■ **Problem description**: Transcribe each line of the material with no alterations.

** Listed entries follows **

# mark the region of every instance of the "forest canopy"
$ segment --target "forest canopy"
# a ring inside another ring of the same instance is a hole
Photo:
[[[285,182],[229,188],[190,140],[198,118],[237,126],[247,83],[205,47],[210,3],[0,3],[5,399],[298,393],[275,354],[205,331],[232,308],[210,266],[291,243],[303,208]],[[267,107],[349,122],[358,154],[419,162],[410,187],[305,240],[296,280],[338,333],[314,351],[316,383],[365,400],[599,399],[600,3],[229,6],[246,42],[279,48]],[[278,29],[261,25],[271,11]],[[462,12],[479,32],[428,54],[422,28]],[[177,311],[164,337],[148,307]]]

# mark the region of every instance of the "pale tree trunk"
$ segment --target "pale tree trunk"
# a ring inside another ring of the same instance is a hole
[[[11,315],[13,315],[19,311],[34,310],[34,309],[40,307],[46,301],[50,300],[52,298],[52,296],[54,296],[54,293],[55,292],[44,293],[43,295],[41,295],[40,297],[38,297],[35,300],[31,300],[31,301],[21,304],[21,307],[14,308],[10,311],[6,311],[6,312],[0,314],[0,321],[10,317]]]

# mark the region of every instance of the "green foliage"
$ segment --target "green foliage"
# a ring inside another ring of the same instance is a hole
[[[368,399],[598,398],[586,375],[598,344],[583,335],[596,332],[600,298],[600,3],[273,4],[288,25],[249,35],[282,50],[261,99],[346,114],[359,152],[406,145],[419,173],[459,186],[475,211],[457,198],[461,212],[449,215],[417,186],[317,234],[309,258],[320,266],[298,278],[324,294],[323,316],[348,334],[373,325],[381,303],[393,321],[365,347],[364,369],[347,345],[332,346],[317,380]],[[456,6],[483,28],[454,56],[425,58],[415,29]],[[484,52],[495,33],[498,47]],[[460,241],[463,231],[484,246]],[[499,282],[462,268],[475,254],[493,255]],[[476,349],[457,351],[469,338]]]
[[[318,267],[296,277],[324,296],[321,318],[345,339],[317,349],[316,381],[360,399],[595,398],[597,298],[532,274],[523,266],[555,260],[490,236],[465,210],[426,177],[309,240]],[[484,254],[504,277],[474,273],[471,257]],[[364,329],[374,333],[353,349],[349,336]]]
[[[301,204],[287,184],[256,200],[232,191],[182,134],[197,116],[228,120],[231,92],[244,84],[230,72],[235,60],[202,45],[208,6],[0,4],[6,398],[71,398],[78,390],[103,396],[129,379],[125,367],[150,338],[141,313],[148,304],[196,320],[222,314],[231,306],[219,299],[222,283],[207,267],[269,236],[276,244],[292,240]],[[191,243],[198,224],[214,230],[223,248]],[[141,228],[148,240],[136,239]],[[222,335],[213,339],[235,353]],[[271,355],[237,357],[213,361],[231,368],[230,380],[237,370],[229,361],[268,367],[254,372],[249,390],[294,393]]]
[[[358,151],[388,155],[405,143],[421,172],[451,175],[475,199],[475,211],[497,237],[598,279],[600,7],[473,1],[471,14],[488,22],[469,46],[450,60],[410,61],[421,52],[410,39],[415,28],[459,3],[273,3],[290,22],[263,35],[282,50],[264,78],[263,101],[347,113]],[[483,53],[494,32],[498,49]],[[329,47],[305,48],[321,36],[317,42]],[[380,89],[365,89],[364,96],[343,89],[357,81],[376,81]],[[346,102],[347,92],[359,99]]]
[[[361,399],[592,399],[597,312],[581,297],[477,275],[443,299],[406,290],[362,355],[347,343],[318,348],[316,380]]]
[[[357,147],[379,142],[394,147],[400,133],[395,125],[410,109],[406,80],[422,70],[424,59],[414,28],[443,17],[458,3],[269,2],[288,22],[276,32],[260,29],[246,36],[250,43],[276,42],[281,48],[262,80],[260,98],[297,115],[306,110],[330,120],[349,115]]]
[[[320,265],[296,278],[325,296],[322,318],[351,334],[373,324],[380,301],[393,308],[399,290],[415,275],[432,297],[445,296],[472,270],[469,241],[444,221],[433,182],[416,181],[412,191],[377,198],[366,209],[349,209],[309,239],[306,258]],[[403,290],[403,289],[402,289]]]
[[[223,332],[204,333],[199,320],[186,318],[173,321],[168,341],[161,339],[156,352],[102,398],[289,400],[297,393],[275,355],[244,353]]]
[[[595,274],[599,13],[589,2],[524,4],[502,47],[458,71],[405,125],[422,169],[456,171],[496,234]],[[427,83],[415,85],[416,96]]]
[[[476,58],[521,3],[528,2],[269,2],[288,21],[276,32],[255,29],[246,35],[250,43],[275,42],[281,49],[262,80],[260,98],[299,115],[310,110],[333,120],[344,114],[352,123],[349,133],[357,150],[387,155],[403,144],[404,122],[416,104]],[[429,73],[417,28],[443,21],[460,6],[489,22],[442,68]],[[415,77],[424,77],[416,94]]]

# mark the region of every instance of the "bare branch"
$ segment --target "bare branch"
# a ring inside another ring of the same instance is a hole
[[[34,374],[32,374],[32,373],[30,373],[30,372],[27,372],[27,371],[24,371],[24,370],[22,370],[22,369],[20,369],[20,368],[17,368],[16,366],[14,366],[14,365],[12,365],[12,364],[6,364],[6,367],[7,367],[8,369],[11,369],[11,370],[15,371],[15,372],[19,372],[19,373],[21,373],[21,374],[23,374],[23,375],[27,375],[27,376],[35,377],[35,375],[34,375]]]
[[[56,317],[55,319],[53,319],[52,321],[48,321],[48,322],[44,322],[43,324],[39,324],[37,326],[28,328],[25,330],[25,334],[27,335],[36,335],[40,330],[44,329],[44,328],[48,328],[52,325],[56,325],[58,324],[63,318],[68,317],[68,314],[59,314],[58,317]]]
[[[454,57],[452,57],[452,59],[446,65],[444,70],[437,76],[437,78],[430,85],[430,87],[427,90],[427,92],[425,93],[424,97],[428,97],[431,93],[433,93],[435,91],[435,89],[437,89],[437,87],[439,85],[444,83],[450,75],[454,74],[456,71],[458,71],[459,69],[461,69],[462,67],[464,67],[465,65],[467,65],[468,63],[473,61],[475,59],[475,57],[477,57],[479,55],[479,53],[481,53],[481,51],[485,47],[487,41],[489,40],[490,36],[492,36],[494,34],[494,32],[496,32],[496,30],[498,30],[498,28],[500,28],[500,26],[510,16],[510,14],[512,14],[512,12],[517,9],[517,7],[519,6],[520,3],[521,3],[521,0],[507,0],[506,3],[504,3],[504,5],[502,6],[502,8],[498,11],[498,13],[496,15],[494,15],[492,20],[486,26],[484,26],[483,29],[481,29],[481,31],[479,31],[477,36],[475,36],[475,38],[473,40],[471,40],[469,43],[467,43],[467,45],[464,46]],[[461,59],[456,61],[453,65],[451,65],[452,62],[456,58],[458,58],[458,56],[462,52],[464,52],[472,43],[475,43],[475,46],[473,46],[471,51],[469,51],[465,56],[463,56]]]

** End of Listed entries **

■ **Answer to this problem**:
# mark the region of every instance of the "forest canopy"
$ segment --target "forest canopy"
# a ring inside another ring of the same instance is a hole
Photo:
[[[285,182],[229,188],[190,140],[198,118],[237,126],[247,83],[205,47],[210,3],[0,3],[5,399],[298,393],[275,354],[205,331],[232,308],[210,266],[291,243],[303,208]],[[267,107],[349,122],[358,154],[419,162],[410,187],[305,240],[296,280],[338,333],[314,351],[316,383],[365,400],[599,399],[600,3],[229,6],[246,42],[279,48]],[[278,29],[261,25],[271,11]],[[462,12],[479,32],[428,54],[422,28]],[[177,311],[164,337],[148,307]]]

# mark the region of every instance of the "pale tree trunk"
$ segment --target "pale tree trunk"
# a ring inside another ring of the same instance is a hole
[[[11,315],[13,315],[19,311],[34,310],[34,309],[40,307],[46,301],[50,300],[52,298],[52,296],[54,296],[54,293],[55,292],[44,293],[43,295],[41,295],[40,297],[38,297],[35,300],[31,300],[31,301],[21,304],[21,307],[14,308],[10,311],[6,311],[6,312],[0,314],[0,321],[10,317]]]

# mark the region of every instance of the "green foliage"
$ segment --target "green foliage"
# a ring inside another ring of the same instance is a hole
[[[368,399],[598,398],[586,375],[598,344],[583,335],[596,332],[600,298],[600,3],[273,4],[288,25],[249,35],[282,50],[261,99],[346,114],[359,152],[406,145],[419,173],[459,186],[475,211],[457,198],[461,212],[449,215],[417,186],[317,234],[309,258],[320,266],[298,278],[324,294],[323,316],[348,334],[373,325],[381,303],[393,321],[365,347],[364,369],[347,345],[332,346],[317,380]],[[456,6],[483,28],[454,56],[425,58],[415,29]],[[484,52],[495,33],[498,47]],[[460,241],[463,231],[484,246]],[[499,282],[462,268],[475,254],[493,255]],[[476,349],[457,351],[469,338]]]
[[[318,267],[296,277],[324,296],[321,318],[345,339],[317,349],[316,381],[360,399],[595,398],[597,298],[532,274],[523,266],[555,260],[490,236],[465,210],[426,177],[309,240]],[[484,254],[504,277],[474,273],[471,257]],[[364,329],[374,333],[353,349],[349,336]]]
[[[301,204],[287,184],[256,200],[232,191],[182,134],[197,116],[228,120],[231,92],[244,84],[230,72],[235,60],[202,45],[208,6],[0,4],[6,398],[71,398],[78,390],[103,396],[129,379],[125,367],[150,338],[141,313],[148,304],[196,320],[222,314],[231,306],[219,299],[222,283],[207,267],[269,236],[276,244],[292,240]],[[191,243],[198,224],[214,230],[223,248]],[[141,228],[148,240],[136,239]],[[222,335],[213,339],[235,353]],[[271,355],[237,357],[213,361],[231,368],[230,380],[237,370],[229,361],[268,367],[254,372],[249,390],[294,393]]]
[[[358,151],[388,155],[405,143],[421,172],[451,175],[475,199],[475,211],[497,237],[598,279],[600,7],[473,1],[471,14],[488,22],[469,46],[450,60],[410,61],[421,52],[410,39],[415,28],[459,3],[273,3],[290,22],[263,35],[282,50],[264,78],[263,101],[347,113]],[[483,53],[494,32],[498,49]],[[329,47],[305,48],[321,36],[317,42]],[[380,89],[365,89],[364,96],[343,89],[357,81],[376,81]],[[346,102],[347,92],[359,99]]]
[[[361,399],[592,399],[597,312],[581,297],[477,275],[443,299],[406,290],[362,355],[347,343],[318,348],[316,380]]]
[[[357,147],[379,142],[394,147],[400,133],[395,125],[410,109],[406,80],[422,70],[424,59],[414,28],[443,17],[458,3],[269,2],[288,22],[276,32],[260,29],[246,36],[250,43],[276,42],[281,48],[262,80],[260,98],[297,115],[306,110],[330,120],[349,115]]]
[[[320,265],[296,278],[325,296],[322,318],[351,334],[373,324],[380,301],[393,308],[399,290],[415,275],[432,297],[445,296],[472,270],[469,241],[444,221],[433,182],[416,181],[412,191],[377,198],[366,209],[349,209],[309,239],[306,258]],[[403,290],[403,289],[402,289]]]
[[[223,332],[204,333],[199,320],[186,318],[173,321],[168,341],[161,339],[156,352],[102,398],[289,400],[297,393],[275,355],[244,353]]]
[[[595,274],[599,13],[589,2],[524,4],[502,47],[458,71],[405,125],[422,169],[456,171],[496,234]],[[427,83],[415,85],[416,96]]]
[[[476,58],[521,3],[528,2],[269,2],[288,21],[276,32],[255,29],[246,35],[250,43],[275,42],[281,49],[262,80],[260,98],[299,115],[310,110],[333,120],[344,114],[352,123],[349,133],[357,150],[387,155],[403,144],[404,122],[416,104]],[[429,73],[417,28],[443,21],[460,6],[489,22],[442,68]],[[415,77],[424,77],[416,94]]]

# mark the region of every instance of the "bare branch"
$ segment --target "bare branch"
# a ring inside another ring of the same instance is a hole
[[[34,374],[32,374],[32,373],[30,373],[30,372],[27,372],[27,371],[24,371],[24,370],[22,370],[22,369],[20,369],[20,368],[17,368],[16,366],[14,366],[14,365],[12,365],[12,364],[6,364],[6,367],[7,367],[8,369],[11,369],[11,370],[15,371],[15,372],[19,372],[19,373],[21,373],[21,374],[23,374],[23,375],[27,375],[27,376],[35,377],[35,375],[34,375]]]
[[[56,317],[55,319],[53,319],[52,321],[48,321],[48,322],[44,322],[43,324],[39,324],[37,326],[28,328],[25,330],[25,334],[27,335],[36,335],[40,330],[44,329],[44,328],[48,328],[52,325],[56,325],[58,324],[63,318],[68,317],[68,314],[59,314],[58,317]]]
[[[454,57],[452,57],[452,59],[446,65],[444,70],[437,76],[437,78],[430,85],[430,87],[427,90],[427,92],[425,93],[424,97],[428,97],[431,93],[433,93],[435,91],[435,89],[437,89],[437,87],[439,85],[444,83],[450,75],[454,74],[456,71],[458,71],[459,69],[461,69],[462,67],[464,67],[465,65],[467,65],[468,63],[473,61],[475,59],[475,57],[477,57],[479,55],[479,53],[481,53],[481,51],[485,47],[487,41],[489,40],[490,36],[492,36],[494,34],[494,32],[496,32],[496,30],[498,30],[498,28],[500,28],[500,26],[510,16],[510,14],[512,14],[512,12],[517,9],[517,7],[519,6],[520,3],[521,3],[521,0],[507,0],[506,3],[504,3],[504,5],[502,6],[502,8],[498,11],[498,13],[496,15],[494,15],[492,20],[486,26],[484,26],[483,29],[481,29],[481,31],[479,31],[477,36],[475,36],[475,38],[473,40],[471,40],[469,43],[467,43],[467,45],[464,46]],[[461,59],[456,61],[453,65],[451,65],[452,62],[456,58],[458,58],[458,56],[462,52],[464,52],[472,43],[475,43],[475,46],[473,46],[471,51],[469,51],[465,56],[463,56]]]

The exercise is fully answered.